%%

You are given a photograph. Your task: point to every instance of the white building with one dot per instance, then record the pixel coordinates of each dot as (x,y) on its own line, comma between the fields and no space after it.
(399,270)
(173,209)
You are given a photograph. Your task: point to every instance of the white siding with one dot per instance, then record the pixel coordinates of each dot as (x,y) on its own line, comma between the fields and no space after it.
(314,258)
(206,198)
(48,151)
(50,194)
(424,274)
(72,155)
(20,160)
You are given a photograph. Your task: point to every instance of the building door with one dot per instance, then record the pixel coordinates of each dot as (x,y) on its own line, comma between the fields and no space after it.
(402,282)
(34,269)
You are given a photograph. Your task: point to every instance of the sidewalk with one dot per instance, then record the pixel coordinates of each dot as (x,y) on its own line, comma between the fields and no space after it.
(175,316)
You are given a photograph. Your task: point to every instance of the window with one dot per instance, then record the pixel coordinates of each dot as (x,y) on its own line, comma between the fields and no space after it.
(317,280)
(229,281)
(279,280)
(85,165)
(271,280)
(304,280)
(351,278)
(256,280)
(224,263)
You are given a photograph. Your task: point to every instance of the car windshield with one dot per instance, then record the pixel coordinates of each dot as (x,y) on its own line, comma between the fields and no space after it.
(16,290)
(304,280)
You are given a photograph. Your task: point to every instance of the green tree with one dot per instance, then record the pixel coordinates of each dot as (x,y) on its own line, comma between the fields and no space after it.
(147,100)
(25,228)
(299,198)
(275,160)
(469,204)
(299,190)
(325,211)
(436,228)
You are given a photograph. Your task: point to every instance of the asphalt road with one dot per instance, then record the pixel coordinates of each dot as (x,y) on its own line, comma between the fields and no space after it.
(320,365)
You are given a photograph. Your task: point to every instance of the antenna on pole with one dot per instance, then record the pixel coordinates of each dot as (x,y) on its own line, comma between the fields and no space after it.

%%

**AIM:** Write out the records word for word, beginning at the line that contains "of the sidewalk" and stopping after the last line of the records, with both of those lines included.

**EXERCISE RESULT:**
You are given a photograph. Your task: point to every instance of the sidewalk with one dot per instance, then record the pixel coordinates of each dot as (x,y) on its own line, comma between the fields and no space after it.
(175,316)
You are given a photograph. Your task: point to every instance of the window with one dot per instance, then record the pixel coordinates of each dot as (x,y) on its own line, comma between the fields and no space after it.
(317,280)
(229,281)
(279,280)
(85,165)
(271,280)
(304,280)
(351,278)
(256,280)
(224,263)
You are given a photograph. Your task: point to every instance of the car windshield with one dot per instance, then record the pixel coordinates of each dot as (x,y) on its own line, comma between the fields and no space after it.
(16,290)
(304,280)
You are given a photograph. Your task: point to every instance of the green tree with one dot per instance, then record the pixel coordinates of each dot as (x,y) on its own line, comma between the fields and no space after it.
(147,100)
(25,228)
(299,198)
(275,160)
(469,204)
(299,190)
(325,211)
(436,228)
You are given a photograph. Your task: point to every instance of the asphalt road with one dot per instance, then record the pixel coordinates of each dot as (x,y) on its own line, comma between the fields and no space after it.
(320,365)
You are given a photograph. Your task: point to every instance of the antenna on pole with one dot per instance, then record the pixel coordinates of each dot as (x,y) on its own line, comma between the fields and no space after it.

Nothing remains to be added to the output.